MATERIAL FOR THIS EXERCISE ▸

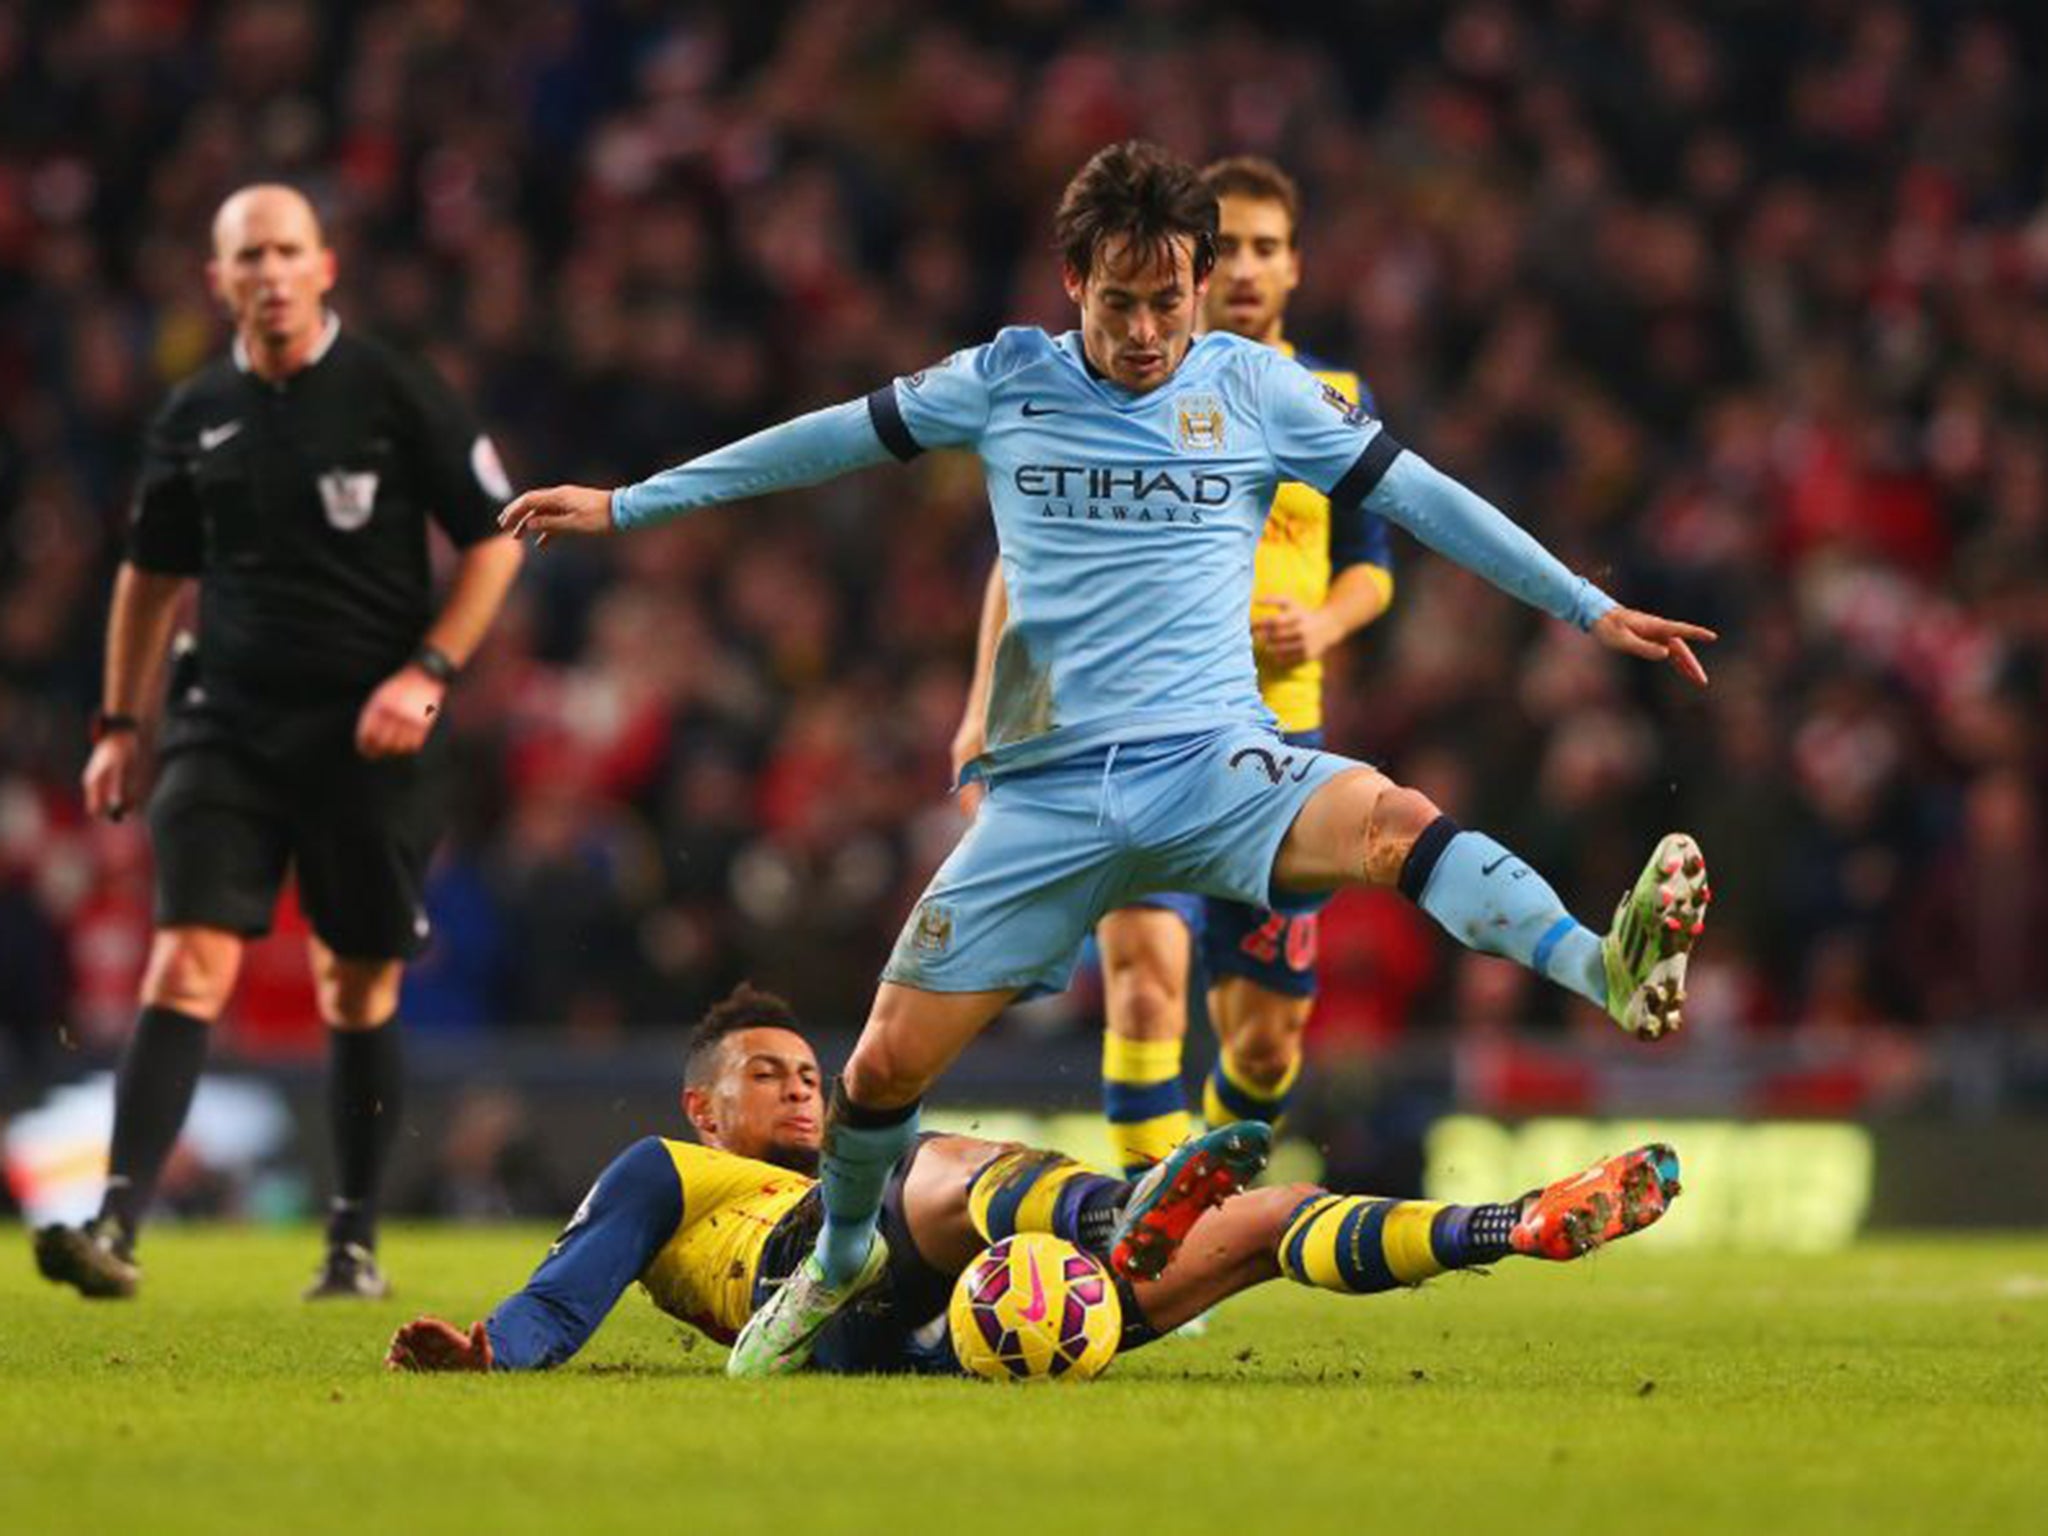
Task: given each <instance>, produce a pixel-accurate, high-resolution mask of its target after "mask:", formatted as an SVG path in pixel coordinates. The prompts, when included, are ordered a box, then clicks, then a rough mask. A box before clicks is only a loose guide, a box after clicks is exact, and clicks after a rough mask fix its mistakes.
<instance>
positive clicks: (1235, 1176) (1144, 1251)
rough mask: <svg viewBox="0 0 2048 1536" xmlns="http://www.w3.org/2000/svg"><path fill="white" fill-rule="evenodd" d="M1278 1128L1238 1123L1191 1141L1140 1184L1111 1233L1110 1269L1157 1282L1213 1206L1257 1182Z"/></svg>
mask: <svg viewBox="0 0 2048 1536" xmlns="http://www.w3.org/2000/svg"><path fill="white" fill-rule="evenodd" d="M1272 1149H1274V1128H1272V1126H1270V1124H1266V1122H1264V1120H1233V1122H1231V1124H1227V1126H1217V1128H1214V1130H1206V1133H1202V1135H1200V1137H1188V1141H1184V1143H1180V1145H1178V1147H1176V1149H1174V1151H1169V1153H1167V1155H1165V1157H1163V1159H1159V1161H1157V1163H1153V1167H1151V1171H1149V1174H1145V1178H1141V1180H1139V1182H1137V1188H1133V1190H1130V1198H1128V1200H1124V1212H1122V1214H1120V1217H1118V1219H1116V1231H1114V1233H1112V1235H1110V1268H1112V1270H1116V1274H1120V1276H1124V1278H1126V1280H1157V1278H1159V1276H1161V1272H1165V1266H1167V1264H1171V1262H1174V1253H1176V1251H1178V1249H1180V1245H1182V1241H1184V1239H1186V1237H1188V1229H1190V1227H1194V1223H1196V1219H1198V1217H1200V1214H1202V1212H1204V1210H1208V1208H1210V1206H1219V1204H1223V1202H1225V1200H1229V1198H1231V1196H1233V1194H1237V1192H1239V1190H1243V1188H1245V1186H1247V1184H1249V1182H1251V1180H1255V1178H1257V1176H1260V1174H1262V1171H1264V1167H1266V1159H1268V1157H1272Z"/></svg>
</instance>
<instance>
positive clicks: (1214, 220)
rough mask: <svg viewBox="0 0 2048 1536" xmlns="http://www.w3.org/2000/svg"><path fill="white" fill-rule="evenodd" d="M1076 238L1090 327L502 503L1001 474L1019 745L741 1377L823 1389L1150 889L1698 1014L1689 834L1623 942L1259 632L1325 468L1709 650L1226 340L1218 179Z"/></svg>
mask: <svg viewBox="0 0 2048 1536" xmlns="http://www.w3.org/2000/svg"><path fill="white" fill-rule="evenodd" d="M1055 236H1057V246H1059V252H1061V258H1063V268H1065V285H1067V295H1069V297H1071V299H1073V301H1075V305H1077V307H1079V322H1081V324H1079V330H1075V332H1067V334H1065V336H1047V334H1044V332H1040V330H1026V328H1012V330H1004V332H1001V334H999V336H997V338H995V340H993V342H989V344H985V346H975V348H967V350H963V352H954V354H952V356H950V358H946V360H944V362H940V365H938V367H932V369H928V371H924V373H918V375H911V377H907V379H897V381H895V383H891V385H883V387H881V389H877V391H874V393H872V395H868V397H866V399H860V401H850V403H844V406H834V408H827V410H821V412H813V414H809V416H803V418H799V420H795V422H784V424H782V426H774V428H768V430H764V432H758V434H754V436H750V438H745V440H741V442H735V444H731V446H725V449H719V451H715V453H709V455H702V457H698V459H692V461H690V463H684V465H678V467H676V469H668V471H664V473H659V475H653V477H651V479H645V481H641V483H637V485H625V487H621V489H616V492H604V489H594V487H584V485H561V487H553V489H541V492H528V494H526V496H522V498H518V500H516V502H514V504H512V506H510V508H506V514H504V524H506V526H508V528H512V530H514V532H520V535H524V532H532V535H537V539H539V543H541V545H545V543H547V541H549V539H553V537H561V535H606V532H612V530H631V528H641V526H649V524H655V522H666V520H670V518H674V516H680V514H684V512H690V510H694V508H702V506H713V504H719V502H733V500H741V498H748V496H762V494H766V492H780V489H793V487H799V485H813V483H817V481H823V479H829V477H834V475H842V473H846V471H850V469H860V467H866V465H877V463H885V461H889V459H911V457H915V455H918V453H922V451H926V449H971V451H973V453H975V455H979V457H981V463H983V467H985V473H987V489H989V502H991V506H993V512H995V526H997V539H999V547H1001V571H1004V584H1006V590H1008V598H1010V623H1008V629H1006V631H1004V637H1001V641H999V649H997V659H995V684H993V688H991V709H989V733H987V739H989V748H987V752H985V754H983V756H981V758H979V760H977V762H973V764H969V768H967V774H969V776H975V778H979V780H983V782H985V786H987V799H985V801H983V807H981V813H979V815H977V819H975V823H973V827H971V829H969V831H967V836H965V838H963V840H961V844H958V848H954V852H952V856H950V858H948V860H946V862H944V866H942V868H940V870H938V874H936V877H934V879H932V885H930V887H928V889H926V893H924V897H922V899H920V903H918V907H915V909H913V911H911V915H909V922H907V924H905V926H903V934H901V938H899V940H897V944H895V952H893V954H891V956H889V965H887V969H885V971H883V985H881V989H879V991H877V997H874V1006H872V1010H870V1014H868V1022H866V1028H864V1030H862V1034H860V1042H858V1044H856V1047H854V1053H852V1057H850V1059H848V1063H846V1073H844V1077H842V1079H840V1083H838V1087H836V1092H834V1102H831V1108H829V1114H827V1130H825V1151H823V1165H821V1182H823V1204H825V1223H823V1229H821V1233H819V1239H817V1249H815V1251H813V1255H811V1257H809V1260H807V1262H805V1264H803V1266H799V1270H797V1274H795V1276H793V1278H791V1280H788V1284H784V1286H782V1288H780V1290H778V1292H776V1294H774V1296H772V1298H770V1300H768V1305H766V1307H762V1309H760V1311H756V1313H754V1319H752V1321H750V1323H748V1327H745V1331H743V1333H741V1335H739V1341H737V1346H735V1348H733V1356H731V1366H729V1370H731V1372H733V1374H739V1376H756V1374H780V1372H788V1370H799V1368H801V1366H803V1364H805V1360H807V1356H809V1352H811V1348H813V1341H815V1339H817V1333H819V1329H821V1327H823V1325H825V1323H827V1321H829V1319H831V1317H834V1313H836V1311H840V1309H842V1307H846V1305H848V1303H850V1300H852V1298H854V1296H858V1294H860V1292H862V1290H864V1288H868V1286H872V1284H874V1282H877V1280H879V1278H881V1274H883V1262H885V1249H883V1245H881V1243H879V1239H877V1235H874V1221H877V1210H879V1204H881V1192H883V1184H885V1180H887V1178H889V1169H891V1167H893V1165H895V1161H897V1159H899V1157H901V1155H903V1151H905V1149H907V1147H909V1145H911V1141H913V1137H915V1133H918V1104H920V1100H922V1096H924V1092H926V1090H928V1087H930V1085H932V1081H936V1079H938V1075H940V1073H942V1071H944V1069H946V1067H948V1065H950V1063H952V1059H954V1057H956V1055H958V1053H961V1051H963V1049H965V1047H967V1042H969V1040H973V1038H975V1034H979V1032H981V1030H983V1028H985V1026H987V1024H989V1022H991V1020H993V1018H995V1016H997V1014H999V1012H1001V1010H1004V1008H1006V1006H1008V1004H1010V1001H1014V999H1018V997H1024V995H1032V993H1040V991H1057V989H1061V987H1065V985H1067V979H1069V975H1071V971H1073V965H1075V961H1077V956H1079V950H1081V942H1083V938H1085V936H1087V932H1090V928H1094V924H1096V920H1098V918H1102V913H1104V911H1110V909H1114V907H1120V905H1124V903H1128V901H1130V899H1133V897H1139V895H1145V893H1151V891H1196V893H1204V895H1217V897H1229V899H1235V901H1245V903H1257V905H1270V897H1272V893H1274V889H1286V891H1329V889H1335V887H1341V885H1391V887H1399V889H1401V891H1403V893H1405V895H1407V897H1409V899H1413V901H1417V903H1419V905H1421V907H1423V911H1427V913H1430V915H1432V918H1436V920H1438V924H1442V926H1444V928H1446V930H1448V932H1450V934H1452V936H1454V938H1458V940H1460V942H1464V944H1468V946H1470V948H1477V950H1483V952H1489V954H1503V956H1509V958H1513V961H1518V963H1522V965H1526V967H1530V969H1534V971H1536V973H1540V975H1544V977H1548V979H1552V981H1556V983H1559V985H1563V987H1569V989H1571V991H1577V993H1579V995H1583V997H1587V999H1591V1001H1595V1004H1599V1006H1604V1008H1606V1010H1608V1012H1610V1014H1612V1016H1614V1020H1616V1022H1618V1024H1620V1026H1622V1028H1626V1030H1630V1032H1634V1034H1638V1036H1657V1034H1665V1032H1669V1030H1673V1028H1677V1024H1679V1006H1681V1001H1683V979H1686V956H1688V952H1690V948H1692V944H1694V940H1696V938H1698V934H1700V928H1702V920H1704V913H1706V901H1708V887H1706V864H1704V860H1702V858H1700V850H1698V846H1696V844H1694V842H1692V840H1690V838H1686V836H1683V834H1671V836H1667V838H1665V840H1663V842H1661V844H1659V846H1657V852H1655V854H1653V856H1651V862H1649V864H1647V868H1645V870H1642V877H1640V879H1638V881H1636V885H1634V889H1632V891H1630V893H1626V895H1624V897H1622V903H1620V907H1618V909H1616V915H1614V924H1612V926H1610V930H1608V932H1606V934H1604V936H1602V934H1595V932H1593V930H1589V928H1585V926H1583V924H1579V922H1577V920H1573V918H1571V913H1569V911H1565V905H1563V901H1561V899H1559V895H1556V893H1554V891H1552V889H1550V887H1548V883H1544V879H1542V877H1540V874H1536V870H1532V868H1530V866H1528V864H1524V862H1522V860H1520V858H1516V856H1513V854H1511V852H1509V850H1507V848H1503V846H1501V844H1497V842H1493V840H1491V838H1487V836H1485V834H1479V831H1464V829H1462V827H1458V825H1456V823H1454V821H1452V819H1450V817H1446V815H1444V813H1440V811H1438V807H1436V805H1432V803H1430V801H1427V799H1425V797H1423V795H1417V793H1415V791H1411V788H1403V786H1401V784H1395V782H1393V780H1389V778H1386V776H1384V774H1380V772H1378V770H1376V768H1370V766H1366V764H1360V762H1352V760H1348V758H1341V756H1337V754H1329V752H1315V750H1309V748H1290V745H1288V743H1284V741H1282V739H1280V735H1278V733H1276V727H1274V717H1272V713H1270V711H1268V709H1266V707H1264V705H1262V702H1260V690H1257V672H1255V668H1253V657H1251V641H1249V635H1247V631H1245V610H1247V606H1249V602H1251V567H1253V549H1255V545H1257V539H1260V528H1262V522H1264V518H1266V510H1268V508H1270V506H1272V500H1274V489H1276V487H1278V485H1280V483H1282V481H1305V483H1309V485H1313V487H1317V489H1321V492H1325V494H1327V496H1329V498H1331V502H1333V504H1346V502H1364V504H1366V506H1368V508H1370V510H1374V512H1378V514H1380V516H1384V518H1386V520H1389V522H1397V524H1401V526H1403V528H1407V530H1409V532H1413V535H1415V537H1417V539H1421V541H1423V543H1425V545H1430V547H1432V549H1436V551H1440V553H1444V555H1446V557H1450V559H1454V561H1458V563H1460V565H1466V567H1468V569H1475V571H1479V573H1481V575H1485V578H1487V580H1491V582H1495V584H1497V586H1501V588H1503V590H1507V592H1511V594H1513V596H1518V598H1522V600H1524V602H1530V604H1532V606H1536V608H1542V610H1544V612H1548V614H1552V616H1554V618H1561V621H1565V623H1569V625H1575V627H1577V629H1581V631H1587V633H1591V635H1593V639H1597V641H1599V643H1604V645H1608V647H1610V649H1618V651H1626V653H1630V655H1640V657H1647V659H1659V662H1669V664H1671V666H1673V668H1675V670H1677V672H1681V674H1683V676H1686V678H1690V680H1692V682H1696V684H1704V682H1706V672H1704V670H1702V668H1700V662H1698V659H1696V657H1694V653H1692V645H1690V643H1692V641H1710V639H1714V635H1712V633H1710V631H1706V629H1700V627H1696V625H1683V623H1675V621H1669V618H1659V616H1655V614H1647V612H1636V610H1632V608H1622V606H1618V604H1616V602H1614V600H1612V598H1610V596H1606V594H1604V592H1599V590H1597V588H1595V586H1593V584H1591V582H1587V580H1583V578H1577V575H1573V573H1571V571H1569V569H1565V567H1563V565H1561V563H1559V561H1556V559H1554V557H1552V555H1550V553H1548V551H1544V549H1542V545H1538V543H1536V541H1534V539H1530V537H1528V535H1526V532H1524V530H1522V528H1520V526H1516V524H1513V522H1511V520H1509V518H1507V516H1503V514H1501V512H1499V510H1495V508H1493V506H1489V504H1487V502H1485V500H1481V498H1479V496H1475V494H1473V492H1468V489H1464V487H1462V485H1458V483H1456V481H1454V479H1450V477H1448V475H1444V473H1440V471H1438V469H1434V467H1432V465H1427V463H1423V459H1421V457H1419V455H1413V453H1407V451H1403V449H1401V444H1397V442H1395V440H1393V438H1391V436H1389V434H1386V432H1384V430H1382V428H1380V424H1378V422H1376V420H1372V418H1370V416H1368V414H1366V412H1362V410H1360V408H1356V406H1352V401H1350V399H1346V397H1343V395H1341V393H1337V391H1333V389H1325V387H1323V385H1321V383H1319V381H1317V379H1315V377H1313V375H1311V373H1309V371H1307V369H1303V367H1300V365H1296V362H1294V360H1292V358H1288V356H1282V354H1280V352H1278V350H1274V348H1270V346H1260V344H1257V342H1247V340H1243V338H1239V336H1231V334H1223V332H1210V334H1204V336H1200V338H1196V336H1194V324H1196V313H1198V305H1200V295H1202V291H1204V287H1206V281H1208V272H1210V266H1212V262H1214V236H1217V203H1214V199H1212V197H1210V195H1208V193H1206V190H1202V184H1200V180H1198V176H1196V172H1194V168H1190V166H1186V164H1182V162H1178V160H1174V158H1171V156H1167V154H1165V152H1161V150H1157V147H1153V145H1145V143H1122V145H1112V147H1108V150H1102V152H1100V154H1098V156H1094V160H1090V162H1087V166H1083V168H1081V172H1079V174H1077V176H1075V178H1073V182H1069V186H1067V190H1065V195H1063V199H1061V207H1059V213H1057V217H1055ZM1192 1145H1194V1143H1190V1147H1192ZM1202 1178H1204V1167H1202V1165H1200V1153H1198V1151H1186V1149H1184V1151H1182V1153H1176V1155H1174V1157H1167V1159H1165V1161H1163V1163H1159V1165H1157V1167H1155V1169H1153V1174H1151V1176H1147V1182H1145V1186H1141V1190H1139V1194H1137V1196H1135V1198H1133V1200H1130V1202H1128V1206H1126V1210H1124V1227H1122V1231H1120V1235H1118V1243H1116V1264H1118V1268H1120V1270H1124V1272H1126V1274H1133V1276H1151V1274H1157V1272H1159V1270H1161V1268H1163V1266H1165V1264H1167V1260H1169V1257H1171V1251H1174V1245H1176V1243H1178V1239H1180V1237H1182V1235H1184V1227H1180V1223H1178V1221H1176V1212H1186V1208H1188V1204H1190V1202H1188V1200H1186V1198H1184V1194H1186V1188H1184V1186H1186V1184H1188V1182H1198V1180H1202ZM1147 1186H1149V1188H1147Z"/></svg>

ACTIVITY ▸ Could you copy out the entries word for word, starting at the very beginning and stopping after the line that contains "positive clicks: (1214, 220)"? Leave the pictures out.

TASK RESPONSE ▸
Task: given each <instance>, produce a pixel-accurate, high-resolution mask of its target after "mask:", formatted as an SVG path in pixel coordinates. The prompts, when included, are ordered a box, then clicks, then a rough mask. A box before clicks is only a loose guide, a box after clicks is exact, and clicks after a rough mask fix its mistakes.
<instance>
positive clicks: (1235, 1176) (1144, 1251)
rough mask: <svg viewBox="0 0 2048 1536" xmlns="http://www.w3.org/2000/svg"><path fill="white" fill-rule="evenodd" d="M1278 1128L1238 1123L1191 1141L1140 1184L1111 1233L1110 1269L1157 1282L1213 1206L1257 1182Z"/></svg>
mask: <svg viewBox="0 0 2048 1536" xmlns="http://www.w3.org/2000/svg"><path fill="white" fill-rule="evenodd" d="M1272 1149H1274V1128H1272V1126H1270V1124H1266V1122H1264V1120H1233V1122H1231V1124H1227V1126H1217V1128H1214V1130H1206V1133H1202V1135H1200V1137H1188V1141H1184V1143H1180V1145H1178V1147H1176V1149H1174V1151H1169V1153H1167V1155H1165V1157H1163V1159H1159V1161H1157V1163H1153V1167H1151V1171H1149V1174H1145V1178H1141V1180H1139V1182H1137V1188H1133V1190H1130V1198H1128V1200H1124V1212H1122V1214H1120V1217H1118V1219H1116V1231H1114V1233H1112V1235H1110V1268H1112V1270H1116V1274H1120V1276H1124V1278H1126V1280H1157V1278H1159V1276H1161V1272H1165V1266H1167V1264H1171V1262H1174V1253H1176V1251H1178V1249H1180V1245H1182V1241H1184V1239H1186V1237H1188V1229H1190V1227H1194V1223H1196V1219H1198V1217H1200V1214H1202V1212H1204V1210H1208V1208H1210V1206H1219V1204H1223V1202H1225V1200H1229V1198H1231V1196H1233V1194H1237V1192H1239V1190H1243V1188H1245V1186H1247V1184H1249V1182H1251V1180H1255V1178H1257V1176H1260V1174H1262V1171H1264V1167H1266V1159H1268V1157H1272Z"/></svg>
</instance>
<instance>
positive clicks: (1214, 220)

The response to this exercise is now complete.